Task input:
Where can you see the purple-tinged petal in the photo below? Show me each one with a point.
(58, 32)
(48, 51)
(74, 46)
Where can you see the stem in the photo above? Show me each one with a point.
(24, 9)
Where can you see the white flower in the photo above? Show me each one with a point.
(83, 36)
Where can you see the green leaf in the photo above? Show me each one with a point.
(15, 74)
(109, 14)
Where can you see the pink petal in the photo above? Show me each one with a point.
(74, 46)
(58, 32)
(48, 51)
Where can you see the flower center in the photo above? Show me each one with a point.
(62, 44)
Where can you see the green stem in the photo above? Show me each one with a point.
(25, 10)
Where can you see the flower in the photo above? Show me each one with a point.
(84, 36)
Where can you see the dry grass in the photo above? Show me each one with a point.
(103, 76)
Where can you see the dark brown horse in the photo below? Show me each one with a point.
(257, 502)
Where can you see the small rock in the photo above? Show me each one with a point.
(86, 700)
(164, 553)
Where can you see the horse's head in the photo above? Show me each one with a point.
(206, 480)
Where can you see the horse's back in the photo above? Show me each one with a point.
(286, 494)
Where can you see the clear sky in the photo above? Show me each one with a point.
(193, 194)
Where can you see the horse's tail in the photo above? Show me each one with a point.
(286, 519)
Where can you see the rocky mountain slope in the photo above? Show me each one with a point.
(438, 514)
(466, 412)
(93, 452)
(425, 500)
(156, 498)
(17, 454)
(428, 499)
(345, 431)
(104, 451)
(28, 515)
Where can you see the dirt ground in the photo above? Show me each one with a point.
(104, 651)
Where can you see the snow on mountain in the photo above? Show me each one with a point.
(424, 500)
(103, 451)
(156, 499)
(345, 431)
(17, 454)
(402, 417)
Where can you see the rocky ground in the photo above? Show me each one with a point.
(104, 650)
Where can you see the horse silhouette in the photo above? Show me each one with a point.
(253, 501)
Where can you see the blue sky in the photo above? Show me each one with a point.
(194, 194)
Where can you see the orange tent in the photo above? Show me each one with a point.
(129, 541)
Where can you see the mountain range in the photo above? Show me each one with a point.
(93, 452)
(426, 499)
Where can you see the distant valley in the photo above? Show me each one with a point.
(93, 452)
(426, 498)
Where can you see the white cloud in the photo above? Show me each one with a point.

Activity: Print the records once more, exactly as written.

Answer to the problem:
Where can you see the purple-tinged petal in the photo below? Show me each one with a point.
(58, 32)
(48, 51)
(74, 46)
Where can you see the stem in the photo above? Show me each one with a point.
(24, 9)
Where can you see the white flower in the photo above? Show me each one with a point.
(83, 36)
Where can you see the green leaf in the photo above? Show me each one with a point.
(15, 74)
(109, 14)
Where can you see the pink petal in the photo above? Show me each one with a point.
(74, 46)
(58, 32)
(48, 51)
Where can you see the flower center in the photo above? Show me each one with a point.
(62, 44)
Where can you see the green stem in the photo above? Show me each one with a point.
(25, 10)
Where can you see the flower in the photo above? Show me each one with a point.
(84, 36)
Where can you see the dry grass in the photo above? Show me each one with a point.
(103, 76)
Where can you see the dark brown horse in the photo below? Show me each one with a point.
(257, 502)
Where can you see the small rock in the photo above? Show me each one with a point.
(86, 700)
(164, 553)
Where can you see the horse's head in the photo above? Show me each one with a point.
(206, 480)
Where can you see the horse's back in the photo above? Show me each one with a point.
(286, 494)
Where can you see the clear sky in the photo above? Show me each one with a point.
(193, 194)
Where can you see the horse's tail in the photo above? Show me each one with a point.
(286, 519)
Where can you see the rocky mountain slope in the photo above? Show me each one with a point.
(438, 514)
(466, 412)
(93, 452)
(425, 500)
(156, 498)
(17, 454)
(428, 499)
(345, 431)
(104, 451)
(28, 515)
Where can you see the dirt ground in the photo above? Show me each one with a point.
(104, 651)
Where can you see the snow on mountain in the photo above? Show me each one with a point.
(424, 500)
(103, 451)
(156, 499)
(345, 431)
(17, 454)
(402, 417)
Where can you see the rocky ground in the photo above? Show me each one with a point.
(104, 650)
Where can you see the horse silhouette in the photo above? Show me each one with a point.
(253, 501)
Where can you see the blue sky in the photo above? Show me each one with a point.
(194, 194)
Where can you see the orange tent in the photo above? Show me each one with a point.
(129, 541)
Where can you see the mountain range in the photo above? Show me each one with a point.
(93, 452)
(426, 499)
Where can you see the distant valley in the photo above? Show me each one with a point.
(93, 452)
(426, 498)
Where can you see the white cloud in the photo above? Show me each one with a point.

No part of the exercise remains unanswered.